Study material section start

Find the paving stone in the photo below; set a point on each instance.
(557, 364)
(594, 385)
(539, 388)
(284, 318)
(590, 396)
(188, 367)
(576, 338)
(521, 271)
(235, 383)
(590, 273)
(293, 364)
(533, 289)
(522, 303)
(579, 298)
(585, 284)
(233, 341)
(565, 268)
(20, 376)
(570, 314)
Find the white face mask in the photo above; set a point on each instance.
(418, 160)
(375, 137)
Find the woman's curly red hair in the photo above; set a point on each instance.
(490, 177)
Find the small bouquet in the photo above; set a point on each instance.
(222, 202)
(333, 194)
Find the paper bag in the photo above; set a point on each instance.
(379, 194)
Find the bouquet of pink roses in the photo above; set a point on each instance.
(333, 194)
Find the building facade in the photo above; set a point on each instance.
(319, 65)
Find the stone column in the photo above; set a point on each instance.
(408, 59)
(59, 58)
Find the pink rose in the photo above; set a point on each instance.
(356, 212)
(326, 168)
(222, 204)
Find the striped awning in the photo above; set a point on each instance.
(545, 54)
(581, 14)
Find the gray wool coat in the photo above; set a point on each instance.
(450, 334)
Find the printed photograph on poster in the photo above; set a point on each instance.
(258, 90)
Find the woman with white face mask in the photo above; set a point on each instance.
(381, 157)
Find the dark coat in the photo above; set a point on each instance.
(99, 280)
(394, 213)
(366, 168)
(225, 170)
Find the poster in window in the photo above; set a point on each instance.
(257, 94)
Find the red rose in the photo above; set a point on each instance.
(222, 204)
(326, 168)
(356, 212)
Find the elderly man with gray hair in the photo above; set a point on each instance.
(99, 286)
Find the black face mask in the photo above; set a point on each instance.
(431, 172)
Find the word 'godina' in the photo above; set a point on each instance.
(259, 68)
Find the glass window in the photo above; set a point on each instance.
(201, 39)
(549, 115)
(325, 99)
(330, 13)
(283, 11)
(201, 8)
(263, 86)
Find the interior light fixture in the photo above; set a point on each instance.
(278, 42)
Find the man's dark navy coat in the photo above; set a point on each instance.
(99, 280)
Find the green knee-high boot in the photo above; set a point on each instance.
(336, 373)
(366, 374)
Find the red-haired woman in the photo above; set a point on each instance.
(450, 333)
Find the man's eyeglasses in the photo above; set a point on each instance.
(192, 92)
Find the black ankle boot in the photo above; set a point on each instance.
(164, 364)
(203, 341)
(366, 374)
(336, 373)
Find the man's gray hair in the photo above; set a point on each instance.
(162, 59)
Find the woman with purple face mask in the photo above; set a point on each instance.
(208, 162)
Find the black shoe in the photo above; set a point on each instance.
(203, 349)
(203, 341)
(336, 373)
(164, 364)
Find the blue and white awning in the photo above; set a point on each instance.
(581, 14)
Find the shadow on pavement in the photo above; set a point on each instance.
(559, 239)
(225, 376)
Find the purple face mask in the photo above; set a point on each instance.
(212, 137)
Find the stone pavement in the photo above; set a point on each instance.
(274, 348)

Study material section end

__Task item__:
Set out the records again, exactly as they appear above.

__Solution to this task__:
Find the paving stone in the photo below; set a point on each instance.
(557, 364)
(594, 385)
(539, 388)
(284, 318)
(590, 396)
(188, 367)
(576, 338)
(521, 271)
(235, 383)
(590, 273)
(293, 364)
(533, 289)
(522, 303)
(579, 298)
(585, 284)
(233, 341)
(565, 268)
(20, 376)
(570, 314)
Find the white face mask in the photo above; set a point on each instance.
(418, 160)
(375, 137)
Find the woman's curly red hair in the photo above; set a point on each instance.
(490, 177)
Find the small bouquet in the photo above; set a point on each instance.
(222, 202)
(333, 194)
Find the paper bag in the photo above; set a point on each instance.
(379, 194)
Find the bouquet of pink roses in the photo above; set a point on each instance.
(333, 194)
Find the building facade in the photo above; set a point on each instance.
(319, 65)
Find the stone column in the photo above; set a point on each instance.
(408, 59)
(59, 58)
Find the pink rose in the photo above; set a point on each instance.
(356, 212)
(326, 168)
(222, 204)
Find the striped awning in the photo above; set a point on each instance.
(545, 54)
(581, 14)
Find the gray wool coat in the photo above; set a point on each instance.
(450, 334)
Find the printed photograph on poster in the photo above; set a point on each instance.
(258, 90)
Find the woman with white face mask in the photo above; set a point on each instance.
(381, 157)
Find the dark coat in the photo above; set a point on each instance.
(99, 280)
(394, 213)
(366, 168)
(225, 170)
Find the poster in window in the photo above; set a point on each instance.
(257, 94)
Find the red rose in the photo above; set a point on each instance.
(222, 204)
(326, 168)
(356, 212)
Find the elderly man with gray hair in the photo above; set a point on each instance.
(99, 286)
Find the black face mask in the photo above; set a point on each instance.
(431, 172)
Find the word 'godina' in the photo above; set a point on each instance.
(259, 68)
Find the glass window in the photo above; set a point on each instance.
(201, 39)
(549, 115)
(325, 99)
(330, 13)
(283, 11)
(201, 8)
(263, 86)
Find the interior light fixture in the photo above; set a point on each instance.
(278, 42)
Find the man's dark navy coat in the photo above; set a point on each instance.
(99, 280)
Find the green knee-high boot in the photo above; set a point on each instance.
(336, 373)
(366, 374)
Find the red-haired woman in the photo above; set a point on each instance.
(450, 333)
Find the man's eyeglasses in the photo above; set a point on each instance.
(192, 92)
Find the black ankle boot in the photo above; set a point on each instance.
(164, 364)
(203, 341)
(366, 374)
(336, 373)
Find the man's gray hair in the photo above; set a point on each instance.
(162, 59)
Find the woman with purple face mask in the photo above; set a point on each instance.
(208, 162)
Find the black shoe in the photo above; set a point on each instance.
(203, 349)
(203, 341)
(336, 373)
(164, 364)
Find the blue and white awning in the photo above; set a point on each instance.
(581, 14)
Find the shadow on pavement in the photo above; set a point on each instance.
(559, 239)
(225, 376)
Find the purple face mask in the photo above; set a point on each instance.
(212, 137)
Find the stone pavement in the photo above; set a point on each instance.
(274, 348)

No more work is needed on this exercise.